··· Provided records

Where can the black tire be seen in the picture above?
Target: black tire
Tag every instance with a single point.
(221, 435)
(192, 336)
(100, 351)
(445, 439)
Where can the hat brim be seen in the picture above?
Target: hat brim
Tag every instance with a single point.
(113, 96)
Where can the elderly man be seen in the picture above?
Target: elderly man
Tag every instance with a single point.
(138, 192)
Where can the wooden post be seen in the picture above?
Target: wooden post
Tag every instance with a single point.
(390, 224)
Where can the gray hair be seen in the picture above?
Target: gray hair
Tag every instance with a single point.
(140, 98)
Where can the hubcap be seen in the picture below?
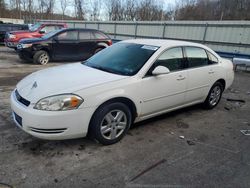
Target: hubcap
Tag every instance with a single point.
(113, 124)
(215, 96)
(44, 58)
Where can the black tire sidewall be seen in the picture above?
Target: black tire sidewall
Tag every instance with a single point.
(95, 124)
(207, 104)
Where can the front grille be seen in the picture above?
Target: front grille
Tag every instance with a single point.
(21, 99)
(47, 131)
(18, 119)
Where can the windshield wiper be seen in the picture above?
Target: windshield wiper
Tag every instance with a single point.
(103, 69)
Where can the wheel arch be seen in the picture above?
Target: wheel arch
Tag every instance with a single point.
(128, 102)
(223, 82)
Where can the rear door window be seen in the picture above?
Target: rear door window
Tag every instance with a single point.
(49, 28)
(84, 35)
(197, 57)
(172, 59)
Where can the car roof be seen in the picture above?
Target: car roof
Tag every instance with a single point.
(164, 43)
(44, 23)
(80, 29)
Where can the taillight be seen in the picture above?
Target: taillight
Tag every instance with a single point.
(109, 42)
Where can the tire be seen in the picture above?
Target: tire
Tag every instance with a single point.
(110, 123)
(214, 96)
(41, 57)
(98, 50)
(23, 58)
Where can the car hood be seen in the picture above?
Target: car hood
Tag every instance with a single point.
(62, 79)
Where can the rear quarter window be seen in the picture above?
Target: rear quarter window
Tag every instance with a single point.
(197, 57)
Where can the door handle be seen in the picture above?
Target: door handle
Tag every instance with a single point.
(210, 72)
(181, 78)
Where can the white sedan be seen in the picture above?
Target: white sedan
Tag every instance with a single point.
(128, 82)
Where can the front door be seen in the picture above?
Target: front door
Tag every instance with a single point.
(167, 91)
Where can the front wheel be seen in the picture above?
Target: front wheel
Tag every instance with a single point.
(110, 123)
(214, 96)
(41, 57)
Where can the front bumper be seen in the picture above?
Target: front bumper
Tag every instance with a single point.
(51, 125)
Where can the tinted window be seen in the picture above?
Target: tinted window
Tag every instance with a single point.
(84, 35)
(196, 57)
(172, 59)
(68, 35)
(122, 58)
(35, 27)
(212, 58)
(99, 35)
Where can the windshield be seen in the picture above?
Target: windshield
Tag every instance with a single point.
(34, 27)
(122, 58)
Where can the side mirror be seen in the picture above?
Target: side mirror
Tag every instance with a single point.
(41, 32)
(160, 70)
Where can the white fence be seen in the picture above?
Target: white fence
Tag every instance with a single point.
(231, 37)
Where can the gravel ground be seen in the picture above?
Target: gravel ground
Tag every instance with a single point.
(211, 152)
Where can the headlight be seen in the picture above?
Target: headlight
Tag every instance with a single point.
(11, 36)
(59, 103)
(26, 45)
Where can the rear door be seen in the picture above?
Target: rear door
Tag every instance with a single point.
(165, 91)
(87, 45)
(201, 73)
(65, 46)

······

◆ **What to work on**:
Reproduce each record above by retyping it exactly; omit all images.

◆ **Answer to the exercise**:
Where can the black tire be seen in the picture above?
Target: black tire
Tag every instance with a single point.
(221, 435)
(192, 336)
(100, 351)
(445, 439)
Where can the hat brim be seen in the picture above?
Target: hat brim
Tag every instance with a single point.
(113, 96)
Where can the elderly man be seen in the picture above?
Target: elderly man
Tag every instance with a single point.
(138, 192)
Where can the wooden post be seen in the picture above?
Target: wooden post
Tag every instance with a single point.
(390, 224)
Where can the gray hair be seen in the picture above?
Target: gray hair
Tag every instance with a single point.
(140, 98)
Where can the hubcap be seen in the picture below?
Target: hubcap
Tag every instance with a single point.
(113, 124)
(215, 96)
(44, 58)
Where can the black tire sidewall be seen in the picture above?
Target: black tire sidewall
Tag every instance with a single point.
(95, 124)
(207, 104)
Where can the front grille be seen in the picture above?
Target: front grille
Tag every instance with a single point.
(21, 99)
(47, 131)
(18, 119)
Where can the windshield wiper be seen in the picture above?
Target: windshield wiper
Tag every instance with a single point.
(103, 69)
Where can the wheel arch be seen in the picture above?
Target: wheel arch
Tag every instance with a single point.
(128, 102)
(223, 82)
Where can the rear door window be seen in the picture above?
Target: rear door window
Tag every instance with a single point.
(49, 28)
(84, 35)
(197, 57)
(172, 59)
Where can the car roof be seen in the picture above?
Target: car roof
Tag every instance with a single point.
(164, 43)
(44, 23)
(80, 29)
Where can the taillight be seen in the picture above?
Target: taillight
Tag every instance with a single point.
(109, 42)
Where can the tire be seen in the picture above?
Target: tire
Tag every instance with a single point.
(110, 123)
(214, 96)
(41, 57)
(98, 50)
(23, 58)
Where can the car hood be seen in the picture above?
Target: car hood
Tag every instance with a single point.
(62, 79)
Where can the rear quarter window be seen in the picture above?
Target: rear quarter window
Tag every instance with a single point.
(197, 57)
Where can the door handle be seen in the picture above?
Target: door handle
Tag every instance with a single point.
(210, 72)
(181, 78)
Where can the white sedan be seen in the picture above?
Target: white sedan
Tag every instance with a single point.
(128, 82)
Where can the front door be seen in the picture above?
Target: front door
Tag every instance with a single point.
(167, 91)
Where can the front wheel be seen in the picture above?
Target: front wheel
Tag every instance with a single point.
(110, 123)
(214, 96)
(41, 57)
Where can the front bumper be seen in the picture above?
Target: front bumper
Tag every instance with a single point.
(51, 125)
Where can the tinted window be seen in the picture above?
Target: tinted window
Tag every instance with a single point.
(84, 35)
(196, 57)
(172, 59)
(68, 35)
(122, 58)
(35, 27)
(212, 58)
(99, 35)
Where can the windshield be seen in the picture above?
Target: windshield
Tag every instance with a single point.
(34, 27)
(122, 58)
Where can the side mirror be seen in the picture above?
Target: side mirror
Tag every instance with a single point.
(41, 32)
(160, 70)
Where can the white fence be seen in the picture above?
Target: white fence
Tag every instance with a single point.
(231, 37)
Where can the gravel ground be seen in the picture above?
Target: gravel ground
Tag every instance with a single point.
(211, 152)
Where can the headlight be seen in the picture above?
Target: headlight
Tag every instance with a single point.
(11, 36)
(59, 103)
(26, 45)
Where can the rear door be seen in the picture above?
Target: rear door
Tag every instance with a single point.
(165, 91)
(87, 45)
(201, 73)
(65, 46)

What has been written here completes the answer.